**SET OF TASKS:**
a: Answer these questions using the mailing-list message about pg_dump:
(i) On what date and at what time was the message sent?
(ii) Which mailing list is it posted to?
(iii) Who is quoted as asking whether pg_dump should back up larger tables first?
b: List every option that appears on the "Views:" line of the mailing-list message about pg_dump.

**QUOTED PASSAGE:**
-=-=-
Re: Should pg_dump dump larger tables first?

From: Jeff Janes <jeff(dot)janes(at)gmail(dot)com>
To: Tom Lane <tgl(at)sss(dot)pgh(dot)pa(dot)us>
Cc: David Rowley <dgrowleyml(at)gmail(dot)com>, pgsql-hackers(at)postgresql(dot)org
Subject: Re: Should pg_dump dump larger tables first?
Date: 2013-01-31 16:32:48
Message-ID: CAMkU=1xEMEeSqvLGUMcBjSX5Ag5KNqi0OBoC37+rf6+v33UuJA@mail.gmail.com
Views: Raw Message | Whole Thread | Download mbox | Resend email
Thread:
Lists: pgsql-hackers

On Tue, Jan 29, 2013 at 3:34 PM, Tom Lane <tgl(at)sss(dot)pgh(dot)pa(dot)us> wrote:
> "David Rowley" <dgrowleyml(at)gmail(dot)com> writes:
>> If pg_dump was to still follow the dependencies of objects, would there be
>> any reason why it shouldn't backup larger tables first?
-=-=-
**DATA EXCERPT:**
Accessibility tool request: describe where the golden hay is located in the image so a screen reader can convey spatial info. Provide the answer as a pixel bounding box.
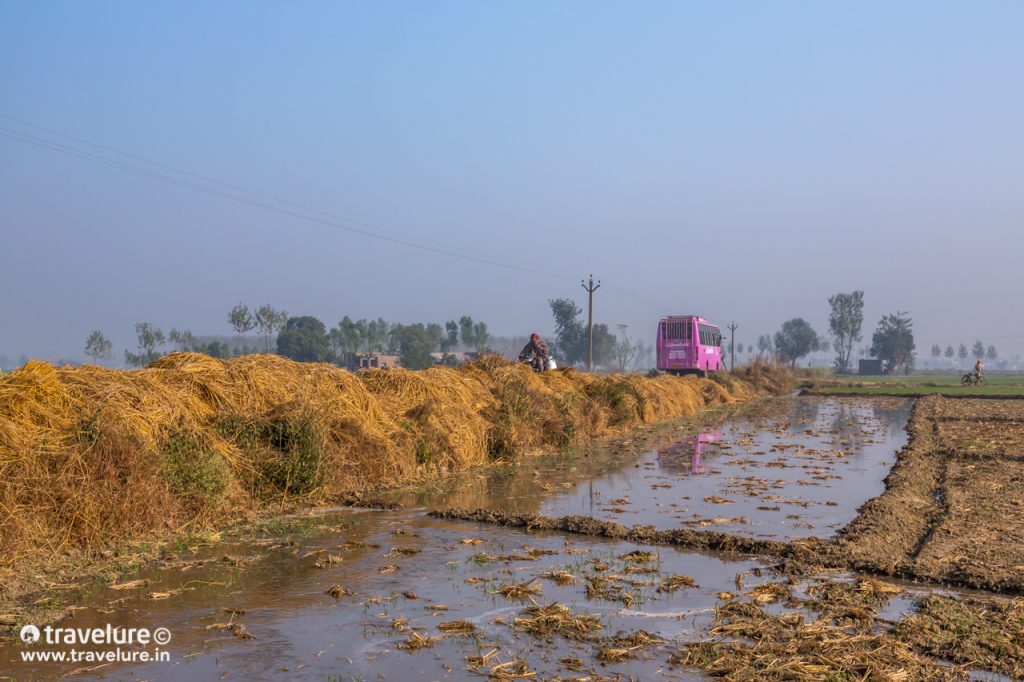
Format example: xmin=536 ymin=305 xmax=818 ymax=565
xmin=0 ymin=352 xmax=755 ymax=567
-=-=-
**TASK RESULTS:**
a:
(i) 2013-01-31 at 16:32:48
(ii) pgsql-hackers
(iii) David Rowley

b: Raw Message, Whole Thread, Download mbox, Resend email